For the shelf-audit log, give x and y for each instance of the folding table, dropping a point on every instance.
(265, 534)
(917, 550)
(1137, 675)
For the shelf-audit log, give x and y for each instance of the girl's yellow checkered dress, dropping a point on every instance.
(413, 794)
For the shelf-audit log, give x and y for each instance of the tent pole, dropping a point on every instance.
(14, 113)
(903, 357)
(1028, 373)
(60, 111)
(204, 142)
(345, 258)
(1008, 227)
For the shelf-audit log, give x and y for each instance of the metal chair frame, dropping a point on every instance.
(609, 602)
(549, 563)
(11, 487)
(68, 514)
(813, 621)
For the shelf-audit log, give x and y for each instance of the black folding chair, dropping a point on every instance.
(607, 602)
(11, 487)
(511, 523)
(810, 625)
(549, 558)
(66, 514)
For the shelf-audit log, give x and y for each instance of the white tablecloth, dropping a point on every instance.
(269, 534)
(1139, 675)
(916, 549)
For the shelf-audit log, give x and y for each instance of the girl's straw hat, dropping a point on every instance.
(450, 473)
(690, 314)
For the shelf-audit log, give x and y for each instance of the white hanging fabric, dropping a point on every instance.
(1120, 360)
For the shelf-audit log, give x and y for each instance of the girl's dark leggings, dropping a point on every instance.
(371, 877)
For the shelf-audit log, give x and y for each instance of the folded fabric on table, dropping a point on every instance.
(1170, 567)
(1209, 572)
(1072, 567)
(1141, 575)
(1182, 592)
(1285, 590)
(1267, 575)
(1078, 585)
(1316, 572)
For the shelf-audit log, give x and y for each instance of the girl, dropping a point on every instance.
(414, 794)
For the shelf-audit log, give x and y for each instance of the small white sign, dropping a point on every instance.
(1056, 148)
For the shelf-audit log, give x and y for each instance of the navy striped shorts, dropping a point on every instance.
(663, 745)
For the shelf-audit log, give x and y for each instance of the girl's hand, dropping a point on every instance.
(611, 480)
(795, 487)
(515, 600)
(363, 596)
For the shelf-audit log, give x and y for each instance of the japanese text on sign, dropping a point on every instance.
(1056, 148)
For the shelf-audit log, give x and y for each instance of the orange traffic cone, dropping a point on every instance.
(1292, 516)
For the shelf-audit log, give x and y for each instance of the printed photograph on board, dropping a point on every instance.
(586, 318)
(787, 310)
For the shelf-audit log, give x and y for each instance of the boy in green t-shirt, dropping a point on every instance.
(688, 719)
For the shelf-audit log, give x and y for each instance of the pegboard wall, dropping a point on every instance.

■ **DIRECTIONS FOR THIS TASK**: Reproduce the entries exactly. Every word has to stay the same.

■ **EXERCISE SOLUTION**:
For the shelf-audit log, give x and y for each instance of the folding table, dropping a point on every instance.
(265, 534)
(917, 550)
(1137, 675)
For the shelf-audit log, give x and y for each instance of the girl's yellow checkered dress, dropping a point on every instance.
(413, 794)
For the shelf-audit log, give x and y for each instance of the tent pole, dropping a point on every instance.
(14, 113)
(903, 357)
(1028, 373)
(60, 111)
(204, 142)
(345, 258)
(1008, 227)
For the shelf-audit log, give x and y for each instance of the metal chair frame, dropping a point on every instance.
(609, 602)
(549, 563)
(11, 487)
(68, 514)
(813, 621)
For the shelf-audit log, give x and y for each instance of the black folding chair, dropping a point on every instance.
(607, 602)
(11, 487)
(511, 523)
(810, 625)
(549, 558)
(66, 514)
For the shelf-audit log, give x and y for each instance of the white tablecloth, dropping a point on every instance.
(269, 534)
(1139, 675)
(916, 549)
For the shelf-audit log, give x and y for each instance of the girl's straw hat, dropping a point on every instance.
(450, 473)
(690, 314)
For the shelf-audit log, give x and y for each instance of the white hanging fabric, dropping a point on every instance.
(1120, 360)
For the shelf-audit log, give x and y for each instance of the girl's dark leggings, dropping a point on every instance.
(371, 877)
For the shelf-audit log, give x and y for each instance of the folded fabric on table, dropping a point on every instance.
(1170, 567)
(1209, 572)
(1072, 567)
(1141, 575)
(1182, 592)
(1285, 590)
(1267, 575)
(1078, 585)
(1316, 572)
For the shelf-audit log, give x and y for each instance of the girl, dropping a point on every instance.
(414, 794)
For the shelf-audit log, give x and y for each instance of the small white sign, dropping a point on every instance.
(1056, 148)
For the shelf-audit log, give x and y for each instance of the navy striped shorts, dropping a point on every instance.
(663, 745)
For the shelf-audit log, give x and y for each instance of the girl's hand, dropping a point on every instance.
(611, 480)
(795, 487)
(515, 600)
(363, 596)
For the shelf-audit log, give x and y for each instance of the japanese text on sign, dropping a point on every instance.
(1056, 148)
For the shelf-audit log, give x and y for each instance of the orange traffic cone, dropping a point on every instance.
(1292, 516)
For the shelf-audit log, give x and y for each instance of the printed photograph on board, dropping a point on every instance.
(586, 318)
(787, 310)
For the shelf-audit log, give x and y for each instance of the boy in green t-shirt, dropping a point on every instance.
(688, 719)
For the shelf-audit log, give x and y for each instance of the pegboard wall, dropping a point on every instance.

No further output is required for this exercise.